(RECORDS TO USE Opens)

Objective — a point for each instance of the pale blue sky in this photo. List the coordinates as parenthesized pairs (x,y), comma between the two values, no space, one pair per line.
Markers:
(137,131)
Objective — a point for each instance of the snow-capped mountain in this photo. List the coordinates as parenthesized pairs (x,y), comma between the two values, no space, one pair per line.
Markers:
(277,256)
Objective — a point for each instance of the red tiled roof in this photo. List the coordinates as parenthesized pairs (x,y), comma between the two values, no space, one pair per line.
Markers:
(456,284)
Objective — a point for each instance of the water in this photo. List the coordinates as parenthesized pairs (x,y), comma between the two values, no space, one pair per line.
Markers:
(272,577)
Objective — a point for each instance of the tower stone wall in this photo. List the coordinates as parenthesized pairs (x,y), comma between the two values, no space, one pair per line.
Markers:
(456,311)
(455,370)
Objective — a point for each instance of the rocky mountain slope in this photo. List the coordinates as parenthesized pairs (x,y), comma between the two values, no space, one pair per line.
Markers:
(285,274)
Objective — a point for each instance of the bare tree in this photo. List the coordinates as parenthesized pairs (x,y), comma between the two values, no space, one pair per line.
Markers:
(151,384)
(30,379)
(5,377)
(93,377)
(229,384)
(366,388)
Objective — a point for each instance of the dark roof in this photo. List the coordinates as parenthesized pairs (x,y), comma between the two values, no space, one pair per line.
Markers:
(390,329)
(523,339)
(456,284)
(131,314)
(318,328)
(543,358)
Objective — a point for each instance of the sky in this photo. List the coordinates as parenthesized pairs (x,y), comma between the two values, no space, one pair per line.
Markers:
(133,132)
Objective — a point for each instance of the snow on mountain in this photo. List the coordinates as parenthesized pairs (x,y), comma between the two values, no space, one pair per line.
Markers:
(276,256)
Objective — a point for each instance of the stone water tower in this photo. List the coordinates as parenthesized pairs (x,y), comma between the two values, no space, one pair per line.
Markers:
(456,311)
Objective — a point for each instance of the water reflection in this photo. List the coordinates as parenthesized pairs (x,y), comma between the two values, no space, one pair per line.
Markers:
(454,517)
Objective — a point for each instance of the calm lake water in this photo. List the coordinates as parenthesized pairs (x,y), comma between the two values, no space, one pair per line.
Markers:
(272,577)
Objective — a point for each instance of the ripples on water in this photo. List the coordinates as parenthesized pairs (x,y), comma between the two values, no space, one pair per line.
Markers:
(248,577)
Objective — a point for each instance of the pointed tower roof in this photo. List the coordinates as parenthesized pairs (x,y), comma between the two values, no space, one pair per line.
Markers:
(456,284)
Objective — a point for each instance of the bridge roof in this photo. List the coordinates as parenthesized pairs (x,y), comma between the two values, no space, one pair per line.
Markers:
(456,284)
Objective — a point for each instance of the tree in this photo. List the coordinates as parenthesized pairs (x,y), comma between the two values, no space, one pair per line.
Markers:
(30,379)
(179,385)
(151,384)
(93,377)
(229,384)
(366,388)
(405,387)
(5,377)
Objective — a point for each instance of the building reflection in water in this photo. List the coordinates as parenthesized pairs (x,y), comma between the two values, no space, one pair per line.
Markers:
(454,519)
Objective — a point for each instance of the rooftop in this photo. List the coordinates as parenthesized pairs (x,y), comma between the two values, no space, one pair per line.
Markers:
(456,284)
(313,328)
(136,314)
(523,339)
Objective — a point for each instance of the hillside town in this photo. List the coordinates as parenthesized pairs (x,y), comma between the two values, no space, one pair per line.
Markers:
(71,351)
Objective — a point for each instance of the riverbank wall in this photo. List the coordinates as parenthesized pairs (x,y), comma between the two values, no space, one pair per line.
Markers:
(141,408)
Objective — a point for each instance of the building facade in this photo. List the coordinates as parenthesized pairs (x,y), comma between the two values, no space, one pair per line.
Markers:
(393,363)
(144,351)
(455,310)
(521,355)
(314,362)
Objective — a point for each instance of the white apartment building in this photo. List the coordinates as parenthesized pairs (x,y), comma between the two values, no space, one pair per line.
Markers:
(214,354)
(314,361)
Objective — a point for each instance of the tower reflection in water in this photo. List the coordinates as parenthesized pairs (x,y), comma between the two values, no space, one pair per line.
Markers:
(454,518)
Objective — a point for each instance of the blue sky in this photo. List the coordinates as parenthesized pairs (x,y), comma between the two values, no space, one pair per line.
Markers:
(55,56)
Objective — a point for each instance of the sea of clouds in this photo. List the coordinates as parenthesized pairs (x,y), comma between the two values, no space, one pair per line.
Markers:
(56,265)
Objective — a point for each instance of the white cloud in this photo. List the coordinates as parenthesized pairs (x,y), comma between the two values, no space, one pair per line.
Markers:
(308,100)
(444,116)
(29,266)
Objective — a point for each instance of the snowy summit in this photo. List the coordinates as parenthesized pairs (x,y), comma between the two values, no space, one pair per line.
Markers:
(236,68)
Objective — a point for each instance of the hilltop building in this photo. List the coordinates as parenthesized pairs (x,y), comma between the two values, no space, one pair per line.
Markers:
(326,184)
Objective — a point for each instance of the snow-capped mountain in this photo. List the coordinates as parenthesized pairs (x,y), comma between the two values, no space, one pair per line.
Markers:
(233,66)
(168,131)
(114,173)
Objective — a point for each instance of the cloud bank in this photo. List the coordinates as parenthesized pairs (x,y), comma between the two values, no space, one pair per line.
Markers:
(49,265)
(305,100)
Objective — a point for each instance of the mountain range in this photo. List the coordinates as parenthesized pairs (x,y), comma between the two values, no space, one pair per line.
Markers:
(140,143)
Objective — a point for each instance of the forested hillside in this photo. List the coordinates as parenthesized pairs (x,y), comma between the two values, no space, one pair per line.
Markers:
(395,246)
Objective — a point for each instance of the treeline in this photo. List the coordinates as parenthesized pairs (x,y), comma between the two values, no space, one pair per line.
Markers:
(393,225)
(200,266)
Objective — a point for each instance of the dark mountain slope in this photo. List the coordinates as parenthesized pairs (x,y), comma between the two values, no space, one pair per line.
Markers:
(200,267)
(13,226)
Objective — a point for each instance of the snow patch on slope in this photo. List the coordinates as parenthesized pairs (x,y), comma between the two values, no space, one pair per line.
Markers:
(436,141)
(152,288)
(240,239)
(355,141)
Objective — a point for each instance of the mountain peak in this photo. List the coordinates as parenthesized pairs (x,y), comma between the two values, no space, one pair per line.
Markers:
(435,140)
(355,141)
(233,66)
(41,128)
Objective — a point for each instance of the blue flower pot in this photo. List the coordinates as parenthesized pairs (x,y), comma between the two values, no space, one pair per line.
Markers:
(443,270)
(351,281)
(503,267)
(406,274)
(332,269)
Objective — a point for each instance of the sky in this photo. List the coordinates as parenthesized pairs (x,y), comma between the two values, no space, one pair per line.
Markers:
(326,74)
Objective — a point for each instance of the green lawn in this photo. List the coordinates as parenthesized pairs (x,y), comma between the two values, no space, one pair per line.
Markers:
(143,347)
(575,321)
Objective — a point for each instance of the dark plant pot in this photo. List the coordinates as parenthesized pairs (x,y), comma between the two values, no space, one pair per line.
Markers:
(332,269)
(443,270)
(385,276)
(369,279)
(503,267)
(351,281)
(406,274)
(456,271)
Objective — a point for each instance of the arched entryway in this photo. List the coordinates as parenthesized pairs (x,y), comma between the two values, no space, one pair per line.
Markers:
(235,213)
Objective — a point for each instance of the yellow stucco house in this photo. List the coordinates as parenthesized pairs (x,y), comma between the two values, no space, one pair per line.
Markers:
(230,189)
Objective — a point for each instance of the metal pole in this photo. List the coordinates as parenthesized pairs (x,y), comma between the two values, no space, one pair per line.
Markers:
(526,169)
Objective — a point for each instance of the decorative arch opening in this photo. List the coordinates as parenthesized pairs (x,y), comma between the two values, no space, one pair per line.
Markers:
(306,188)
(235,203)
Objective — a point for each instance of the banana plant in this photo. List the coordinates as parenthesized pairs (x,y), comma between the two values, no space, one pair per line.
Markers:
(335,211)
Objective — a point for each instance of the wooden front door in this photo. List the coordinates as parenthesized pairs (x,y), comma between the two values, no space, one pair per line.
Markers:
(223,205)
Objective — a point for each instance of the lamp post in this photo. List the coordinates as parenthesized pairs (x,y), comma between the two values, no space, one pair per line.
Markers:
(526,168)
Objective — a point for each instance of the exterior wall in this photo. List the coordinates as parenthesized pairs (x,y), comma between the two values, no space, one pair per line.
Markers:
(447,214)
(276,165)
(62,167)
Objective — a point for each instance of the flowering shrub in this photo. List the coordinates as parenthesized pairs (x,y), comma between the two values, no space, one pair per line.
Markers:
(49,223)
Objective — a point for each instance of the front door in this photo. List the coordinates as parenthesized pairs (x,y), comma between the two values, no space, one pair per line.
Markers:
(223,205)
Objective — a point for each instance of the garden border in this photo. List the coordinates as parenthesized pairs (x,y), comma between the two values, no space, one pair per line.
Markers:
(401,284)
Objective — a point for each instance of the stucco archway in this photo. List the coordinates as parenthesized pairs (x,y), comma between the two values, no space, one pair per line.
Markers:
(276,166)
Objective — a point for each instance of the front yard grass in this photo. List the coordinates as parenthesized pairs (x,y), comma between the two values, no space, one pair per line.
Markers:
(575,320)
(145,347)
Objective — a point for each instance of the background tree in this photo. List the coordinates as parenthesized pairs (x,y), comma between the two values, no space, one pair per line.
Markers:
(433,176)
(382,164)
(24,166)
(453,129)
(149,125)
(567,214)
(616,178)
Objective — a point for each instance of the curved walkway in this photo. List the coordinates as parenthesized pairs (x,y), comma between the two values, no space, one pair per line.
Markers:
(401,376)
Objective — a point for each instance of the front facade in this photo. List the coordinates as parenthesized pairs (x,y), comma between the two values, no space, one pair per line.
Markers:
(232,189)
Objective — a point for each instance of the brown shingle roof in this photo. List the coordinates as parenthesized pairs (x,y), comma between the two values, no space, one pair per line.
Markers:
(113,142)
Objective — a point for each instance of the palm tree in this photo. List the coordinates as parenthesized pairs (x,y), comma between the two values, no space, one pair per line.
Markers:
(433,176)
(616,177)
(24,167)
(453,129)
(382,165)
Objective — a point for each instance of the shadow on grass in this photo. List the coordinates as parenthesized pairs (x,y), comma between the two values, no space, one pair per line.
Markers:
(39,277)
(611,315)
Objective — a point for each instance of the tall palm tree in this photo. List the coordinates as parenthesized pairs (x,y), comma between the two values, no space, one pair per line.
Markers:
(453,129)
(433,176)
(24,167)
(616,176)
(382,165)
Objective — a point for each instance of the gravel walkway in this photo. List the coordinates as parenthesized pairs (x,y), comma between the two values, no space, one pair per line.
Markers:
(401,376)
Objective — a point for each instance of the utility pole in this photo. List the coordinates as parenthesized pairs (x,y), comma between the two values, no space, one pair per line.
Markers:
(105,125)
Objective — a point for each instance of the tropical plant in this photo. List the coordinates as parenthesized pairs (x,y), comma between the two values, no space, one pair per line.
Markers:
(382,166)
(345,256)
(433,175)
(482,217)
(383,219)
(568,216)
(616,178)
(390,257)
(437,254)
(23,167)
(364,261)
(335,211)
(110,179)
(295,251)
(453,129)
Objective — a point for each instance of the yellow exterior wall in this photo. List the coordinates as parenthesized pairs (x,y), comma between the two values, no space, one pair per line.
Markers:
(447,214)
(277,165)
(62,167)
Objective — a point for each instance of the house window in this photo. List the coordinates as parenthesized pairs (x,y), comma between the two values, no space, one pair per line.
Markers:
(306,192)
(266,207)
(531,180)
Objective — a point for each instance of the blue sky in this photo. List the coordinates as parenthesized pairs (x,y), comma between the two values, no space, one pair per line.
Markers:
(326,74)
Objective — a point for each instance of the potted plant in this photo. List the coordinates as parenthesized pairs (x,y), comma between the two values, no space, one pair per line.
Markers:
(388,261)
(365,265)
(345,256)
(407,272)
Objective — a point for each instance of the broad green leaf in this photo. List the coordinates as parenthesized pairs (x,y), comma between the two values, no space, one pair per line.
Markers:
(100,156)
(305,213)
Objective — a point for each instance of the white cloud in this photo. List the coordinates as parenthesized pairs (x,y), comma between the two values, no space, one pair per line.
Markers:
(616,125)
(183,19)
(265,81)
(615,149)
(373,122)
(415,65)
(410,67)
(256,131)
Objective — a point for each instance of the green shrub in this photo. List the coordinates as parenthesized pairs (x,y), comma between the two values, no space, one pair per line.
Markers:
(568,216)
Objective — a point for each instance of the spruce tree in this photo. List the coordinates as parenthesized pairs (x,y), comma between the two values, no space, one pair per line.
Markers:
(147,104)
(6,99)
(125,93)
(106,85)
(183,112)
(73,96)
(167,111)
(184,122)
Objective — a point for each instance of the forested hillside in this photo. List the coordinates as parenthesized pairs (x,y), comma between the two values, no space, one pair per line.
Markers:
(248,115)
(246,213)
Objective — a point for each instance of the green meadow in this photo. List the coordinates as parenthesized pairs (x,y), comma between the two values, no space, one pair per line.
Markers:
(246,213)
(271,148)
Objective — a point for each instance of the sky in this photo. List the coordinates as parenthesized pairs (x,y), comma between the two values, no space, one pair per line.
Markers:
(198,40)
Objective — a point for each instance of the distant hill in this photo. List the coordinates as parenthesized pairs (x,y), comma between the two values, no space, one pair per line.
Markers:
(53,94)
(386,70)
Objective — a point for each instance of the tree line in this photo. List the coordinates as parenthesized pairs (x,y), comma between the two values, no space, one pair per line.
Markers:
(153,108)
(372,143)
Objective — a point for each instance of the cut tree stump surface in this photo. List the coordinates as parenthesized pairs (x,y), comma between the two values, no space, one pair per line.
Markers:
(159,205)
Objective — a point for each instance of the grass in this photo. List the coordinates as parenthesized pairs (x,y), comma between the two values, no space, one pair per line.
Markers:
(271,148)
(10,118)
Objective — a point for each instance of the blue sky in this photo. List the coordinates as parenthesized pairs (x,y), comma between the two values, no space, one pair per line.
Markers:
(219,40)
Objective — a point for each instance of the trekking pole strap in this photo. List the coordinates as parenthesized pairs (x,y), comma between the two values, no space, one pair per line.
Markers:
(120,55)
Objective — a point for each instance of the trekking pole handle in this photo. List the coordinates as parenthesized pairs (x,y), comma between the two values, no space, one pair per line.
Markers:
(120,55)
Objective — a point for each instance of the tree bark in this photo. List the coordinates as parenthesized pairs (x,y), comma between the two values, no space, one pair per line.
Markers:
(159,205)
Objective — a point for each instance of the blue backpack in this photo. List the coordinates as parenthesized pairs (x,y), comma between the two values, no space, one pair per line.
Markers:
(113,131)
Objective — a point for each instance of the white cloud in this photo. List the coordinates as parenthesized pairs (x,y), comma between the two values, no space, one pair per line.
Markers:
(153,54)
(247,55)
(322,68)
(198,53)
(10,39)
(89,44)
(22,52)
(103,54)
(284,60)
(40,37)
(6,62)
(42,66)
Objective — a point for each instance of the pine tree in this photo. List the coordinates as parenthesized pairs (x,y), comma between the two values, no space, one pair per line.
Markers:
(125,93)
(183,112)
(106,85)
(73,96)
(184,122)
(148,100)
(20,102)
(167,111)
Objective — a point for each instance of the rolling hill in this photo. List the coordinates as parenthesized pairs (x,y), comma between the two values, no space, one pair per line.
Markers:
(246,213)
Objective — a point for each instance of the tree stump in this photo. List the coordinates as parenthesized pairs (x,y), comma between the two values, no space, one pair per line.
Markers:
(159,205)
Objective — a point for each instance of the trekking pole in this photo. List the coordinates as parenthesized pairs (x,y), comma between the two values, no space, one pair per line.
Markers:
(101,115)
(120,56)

(RECORDS TO USE Closes)

● HOW TO COMPLETE THIS TASK
A complete answer gives every line of the records holding "shrub".

● EXERCISE RESPONSE
Objective — a point for each instance of the flowering shrub in this photo. List the coordinates as parenthesized pairs (x,y), comma between the two values, no space, one pair per line.
Objective — a point for each instance of the green shrub in this photo. List the coordinates as parenthesized pairs (x,y), comma between the two values, no space, one pair per line.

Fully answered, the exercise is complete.